Задание A: Перепишите из отрывка о Гумилеве всё от «Я не могу в» и вниз до «ключ в море.».
Задание B: Какие два типа поэтов, по утверждению В. Лурье в отрывке о Гумилеве, выделял Гумилев?
Задание C: Допишите продолжение отрывка о Гумилеве, начиная сразу после его последнего предложения.

Исходный текст:
Я не могу в вас вдохнуть талант, если его у вас нет. Но вы станете прекрасными читателями… Вы научитесь понимать стихи и правильно оценивать их…
…Когда вы усвоите все правила и проделаете бесчисленные поэтические упражнения, тогда вы сможете, отбросив их, писать по вдохновению, не считаясь ни с чем. Тогда, как говорил Кальдерон, вы сможете запереть правила в ящик на ключ и бросить ключ в море.
Сравните у Н. Оцупа:
Я вожусь с малодаровитой молодежью, – отвечает мне Гумилев, – не потому, что хочу их сделать поэтами. Это конечно немыслимо – поэтами рождаются, – я хочу помочь им по человечеству. Разве стихи не облегчают, как будто сбросил с себя что-то. Надо, чтобы все могли лечить себя писанием стихов…
Правда, В. Лурье утверждает: Гумилев “считал, что каждый может стать поэтом, но есть два типа: одни рождаются поэтами, другие этого добиваются работой, но не только технической… а и полной перестройкой своих жизненных вкусов, взглядов, мышлений”.

Список записей:

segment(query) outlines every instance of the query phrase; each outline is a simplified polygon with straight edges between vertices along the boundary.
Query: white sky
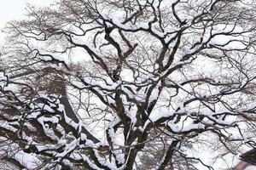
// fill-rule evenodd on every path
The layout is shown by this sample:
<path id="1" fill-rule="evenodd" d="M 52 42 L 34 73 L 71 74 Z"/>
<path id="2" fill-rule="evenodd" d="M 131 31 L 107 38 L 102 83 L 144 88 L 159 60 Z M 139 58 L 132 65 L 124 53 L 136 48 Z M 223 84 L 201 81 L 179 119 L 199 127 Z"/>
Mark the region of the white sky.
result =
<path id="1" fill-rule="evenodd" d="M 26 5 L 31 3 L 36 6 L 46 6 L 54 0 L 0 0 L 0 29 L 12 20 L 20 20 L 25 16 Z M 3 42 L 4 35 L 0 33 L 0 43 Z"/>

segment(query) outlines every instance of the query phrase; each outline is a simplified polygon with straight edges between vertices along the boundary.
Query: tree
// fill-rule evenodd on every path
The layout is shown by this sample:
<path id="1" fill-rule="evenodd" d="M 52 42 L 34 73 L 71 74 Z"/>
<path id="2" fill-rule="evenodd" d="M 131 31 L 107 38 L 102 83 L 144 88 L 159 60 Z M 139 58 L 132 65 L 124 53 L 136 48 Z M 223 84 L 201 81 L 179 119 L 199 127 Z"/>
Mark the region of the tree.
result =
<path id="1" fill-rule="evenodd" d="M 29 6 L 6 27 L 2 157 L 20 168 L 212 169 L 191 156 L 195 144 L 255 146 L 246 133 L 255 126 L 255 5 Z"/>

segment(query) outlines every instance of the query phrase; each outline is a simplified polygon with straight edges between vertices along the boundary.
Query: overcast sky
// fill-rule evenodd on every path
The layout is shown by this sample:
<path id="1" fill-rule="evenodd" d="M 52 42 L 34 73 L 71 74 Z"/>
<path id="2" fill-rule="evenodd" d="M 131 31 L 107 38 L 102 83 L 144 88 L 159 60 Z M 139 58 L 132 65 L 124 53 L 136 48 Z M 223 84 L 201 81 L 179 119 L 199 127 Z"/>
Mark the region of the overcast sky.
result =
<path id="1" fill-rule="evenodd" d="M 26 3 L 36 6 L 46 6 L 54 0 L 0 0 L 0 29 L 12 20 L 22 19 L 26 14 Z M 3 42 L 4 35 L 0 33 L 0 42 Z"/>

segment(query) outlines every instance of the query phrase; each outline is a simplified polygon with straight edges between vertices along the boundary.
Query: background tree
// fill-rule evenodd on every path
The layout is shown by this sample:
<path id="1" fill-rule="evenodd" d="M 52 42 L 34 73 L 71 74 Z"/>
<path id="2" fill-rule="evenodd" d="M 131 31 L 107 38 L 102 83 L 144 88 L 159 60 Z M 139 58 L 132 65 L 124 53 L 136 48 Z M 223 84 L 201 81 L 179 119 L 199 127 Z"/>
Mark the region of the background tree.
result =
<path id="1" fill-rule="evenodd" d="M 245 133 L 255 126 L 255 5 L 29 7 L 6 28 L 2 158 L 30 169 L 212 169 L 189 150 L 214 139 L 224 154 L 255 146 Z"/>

* * *

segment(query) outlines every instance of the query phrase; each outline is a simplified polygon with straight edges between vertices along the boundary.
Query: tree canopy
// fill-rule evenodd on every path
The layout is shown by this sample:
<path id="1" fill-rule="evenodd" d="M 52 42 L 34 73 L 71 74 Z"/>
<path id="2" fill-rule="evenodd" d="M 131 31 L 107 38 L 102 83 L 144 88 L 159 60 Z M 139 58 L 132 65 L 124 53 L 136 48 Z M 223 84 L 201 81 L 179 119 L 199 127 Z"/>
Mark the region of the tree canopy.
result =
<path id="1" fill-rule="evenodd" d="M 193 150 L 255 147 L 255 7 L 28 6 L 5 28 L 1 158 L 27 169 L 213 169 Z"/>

Письменный ответ A:
Я не могу в вас вдохнуть талант, если его у вас нет. Но вы станете прекрасными читателями… Вы научитесь понимать стихи и правильно оценивать их…
…Когда вы усвоите все правила и проделаете бесчисленные поэтические упражнения, тогда вы сможете, отбросив их, писать по вдохновению, не считаясь ни с чем. Тогда, как говорил Кальдерон, вы сможете запереть правила в ящик на ключ и бросить ключ в море.

Письменный ответ B: Одни рождаются поэтами, другие добиваются этого работой, причем не только технической, но и полной перестройкой своих жизненных вкусов, взглядов и мышления.

Письменный ответ C:
Не стоит забывать, что Гумилев верил в скорый приход общества, в котором поэзия станет важнейшим из институтов. Понимание стихов в таком обществе должно стать обязательным, как в нашем – простая грамотность; поэзия будет там не только высоким искусством, доступным избранным (носителям благодати и власти), но и средством самовыражения и психотерапевтии для всех. Именно в этом смысле “каждый может стать поэтом”. Гумилев готовил граждан эсхатологического идеального государства. Друзья (в том числе Ахматова и Мандельштам) этого не понимали и относились к гумилевской педагогике иронически, а то и раздраженно. “Обезьян растишь”, – кратко формулировала это Анна Андреевна. Эстетические оппоненты, в том числе Блок, видели в гумилевской школе угрозу для целого литературного поколения, которое заражается ядом пустого формализма. Никто, видимо, не осознавал, какое космическое значение придает Гумилев амфибрахиям и паузникам.
Группа, с которой Гумилев занимался в Институте истории искусств в октябре 1920-го – феврале 1921 года, была наиболее отзывчива и предана ему[155]155
Ниже использованы материалы из двух неопубликованных статей А. Л. Дмитренко, любезно предоставленные мне автором.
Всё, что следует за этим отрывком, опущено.